[Elementos guardados de una colección]

----

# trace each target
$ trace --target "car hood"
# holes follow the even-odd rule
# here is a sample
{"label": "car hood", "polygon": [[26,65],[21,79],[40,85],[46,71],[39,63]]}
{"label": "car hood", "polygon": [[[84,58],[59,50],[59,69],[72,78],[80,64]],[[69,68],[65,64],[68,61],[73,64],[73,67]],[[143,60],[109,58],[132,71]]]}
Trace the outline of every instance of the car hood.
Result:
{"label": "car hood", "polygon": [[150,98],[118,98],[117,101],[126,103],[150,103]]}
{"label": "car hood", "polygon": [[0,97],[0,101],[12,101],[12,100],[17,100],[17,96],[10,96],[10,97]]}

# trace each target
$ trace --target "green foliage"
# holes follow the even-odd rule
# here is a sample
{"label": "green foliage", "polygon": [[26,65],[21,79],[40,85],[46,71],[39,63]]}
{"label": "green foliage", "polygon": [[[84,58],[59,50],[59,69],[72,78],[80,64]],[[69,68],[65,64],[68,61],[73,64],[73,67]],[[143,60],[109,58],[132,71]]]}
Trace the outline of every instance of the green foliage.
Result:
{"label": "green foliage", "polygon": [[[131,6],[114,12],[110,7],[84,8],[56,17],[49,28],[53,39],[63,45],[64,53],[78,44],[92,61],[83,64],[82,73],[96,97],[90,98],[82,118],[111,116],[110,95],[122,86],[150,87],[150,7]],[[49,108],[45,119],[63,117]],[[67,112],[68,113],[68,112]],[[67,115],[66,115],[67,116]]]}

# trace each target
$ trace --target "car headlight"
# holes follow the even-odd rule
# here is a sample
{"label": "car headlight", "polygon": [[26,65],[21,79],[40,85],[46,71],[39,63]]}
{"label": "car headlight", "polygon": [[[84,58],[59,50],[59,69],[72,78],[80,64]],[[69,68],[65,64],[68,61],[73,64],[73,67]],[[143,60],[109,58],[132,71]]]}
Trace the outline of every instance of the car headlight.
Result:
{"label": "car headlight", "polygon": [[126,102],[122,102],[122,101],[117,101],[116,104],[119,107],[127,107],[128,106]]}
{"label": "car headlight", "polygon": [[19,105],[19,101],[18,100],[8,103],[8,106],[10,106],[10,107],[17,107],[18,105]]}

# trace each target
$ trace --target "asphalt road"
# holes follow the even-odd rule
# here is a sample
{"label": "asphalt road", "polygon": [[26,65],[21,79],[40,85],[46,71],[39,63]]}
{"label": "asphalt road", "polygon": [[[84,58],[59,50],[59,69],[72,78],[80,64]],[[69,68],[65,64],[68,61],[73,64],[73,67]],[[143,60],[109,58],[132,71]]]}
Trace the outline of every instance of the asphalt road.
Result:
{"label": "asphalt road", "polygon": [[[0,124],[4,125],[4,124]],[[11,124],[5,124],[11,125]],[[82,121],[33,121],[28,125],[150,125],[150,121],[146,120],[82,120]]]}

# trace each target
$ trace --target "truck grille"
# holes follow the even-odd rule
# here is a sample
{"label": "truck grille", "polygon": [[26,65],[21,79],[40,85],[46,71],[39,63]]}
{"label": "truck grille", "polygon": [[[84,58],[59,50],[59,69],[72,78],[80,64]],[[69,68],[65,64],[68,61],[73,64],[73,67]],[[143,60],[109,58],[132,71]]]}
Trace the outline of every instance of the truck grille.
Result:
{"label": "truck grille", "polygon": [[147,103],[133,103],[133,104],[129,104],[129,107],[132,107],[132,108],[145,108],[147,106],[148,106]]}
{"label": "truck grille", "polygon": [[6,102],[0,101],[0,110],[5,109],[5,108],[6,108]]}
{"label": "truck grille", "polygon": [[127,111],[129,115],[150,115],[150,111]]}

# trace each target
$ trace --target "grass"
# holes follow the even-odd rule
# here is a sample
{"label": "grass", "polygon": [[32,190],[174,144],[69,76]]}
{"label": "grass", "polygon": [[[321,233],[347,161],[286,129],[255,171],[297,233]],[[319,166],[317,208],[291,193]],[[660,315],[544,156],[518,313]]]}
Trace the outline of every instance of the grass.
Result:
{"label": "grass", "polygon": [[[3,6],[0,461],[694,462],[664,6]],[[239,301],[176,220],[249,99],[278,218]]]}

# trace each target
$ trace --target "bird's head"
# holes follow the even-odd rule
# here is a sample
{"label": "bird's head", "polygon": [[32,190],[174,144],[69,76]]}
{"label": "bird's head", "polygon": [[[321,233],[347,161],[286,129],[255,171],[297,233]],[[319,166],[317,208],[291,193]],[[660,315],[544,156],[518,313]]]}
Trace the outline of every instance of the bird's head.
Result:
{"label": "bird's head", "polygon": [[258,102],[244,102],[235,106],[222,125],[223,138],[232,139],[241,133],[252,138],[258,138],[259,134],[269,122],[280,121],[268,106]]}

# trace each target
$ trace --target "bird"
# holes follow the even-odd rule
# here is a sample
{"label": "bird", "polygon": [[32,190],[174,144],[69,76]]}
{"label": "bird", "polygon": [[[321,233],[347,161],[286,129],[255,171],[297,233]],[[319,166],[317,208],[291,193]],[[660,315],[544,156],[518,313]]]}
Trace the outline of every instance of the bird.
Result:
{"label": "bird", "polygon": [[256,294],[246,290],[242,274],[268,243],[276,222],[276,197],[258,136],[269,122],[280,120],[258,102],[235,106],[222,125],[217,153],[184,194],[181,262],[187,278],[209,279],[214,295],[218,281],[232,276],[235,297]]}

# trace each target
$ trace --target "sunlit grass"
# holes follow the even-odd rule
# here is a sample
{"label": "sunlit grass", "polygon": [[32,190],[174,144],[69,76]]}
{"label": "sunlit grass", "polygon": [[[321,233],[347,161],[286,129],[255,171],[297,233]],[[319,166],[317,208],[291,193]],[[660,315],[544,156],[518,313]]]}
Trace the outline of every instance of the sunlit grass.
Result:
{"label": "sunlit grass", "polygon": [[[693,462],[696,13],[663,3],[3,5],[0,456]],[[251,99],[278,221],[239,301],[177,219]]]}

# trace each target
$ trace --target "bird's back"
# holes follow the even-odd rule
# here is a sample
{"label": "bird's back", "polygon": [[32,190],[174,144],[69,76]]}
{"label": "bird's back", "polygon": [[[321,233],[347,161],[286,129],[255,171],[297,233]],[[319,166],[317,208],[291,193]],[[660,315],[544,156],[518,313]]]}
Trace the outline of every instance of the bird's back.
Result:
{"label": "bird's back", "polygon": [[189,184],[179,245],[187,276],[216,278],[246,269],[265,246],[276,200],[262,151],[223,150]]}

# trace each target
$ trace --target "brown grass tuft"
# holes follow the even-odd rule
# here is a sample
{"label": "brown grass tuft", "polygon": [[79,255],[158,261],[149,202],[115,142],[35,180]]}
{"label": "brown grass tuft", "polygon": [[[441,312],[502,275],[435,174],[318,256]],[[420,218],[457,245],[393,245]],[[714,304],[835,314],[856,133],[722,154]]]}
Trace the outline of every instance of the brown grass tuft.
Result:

----

:: Ejercicio propuesto ::
¿Puedes reunir todas las líneas de las entradas anteriores que contienen la palabra "hood"? Distingue entre mayúsculas y minúsculas.

:: Resultado ::
$ trace --target "car hood"
{"label": "car hood", "polygon": [[26,65],[21,79],[40,85],[46,71],[39,63]]}
{"label": "car hood", "polygon": [[[84,58],[59,50],[59,69],[72,78],[80,64]],[[69,68],[65,64],[68,61],[73,64],[73,67]],[[143,60],[109,58],[132,71]]]}
Trace the outline of every instance of the car hood.
{"label": "car hood", "polygon": [[150,98],[118,98],[117,101],[126,103],[150,103]]}
{"label": "car hood", "polygon": [[0,97],[0,101],[12,101],[12,100],[17,100],[17,96],[10,96],[10,97]]}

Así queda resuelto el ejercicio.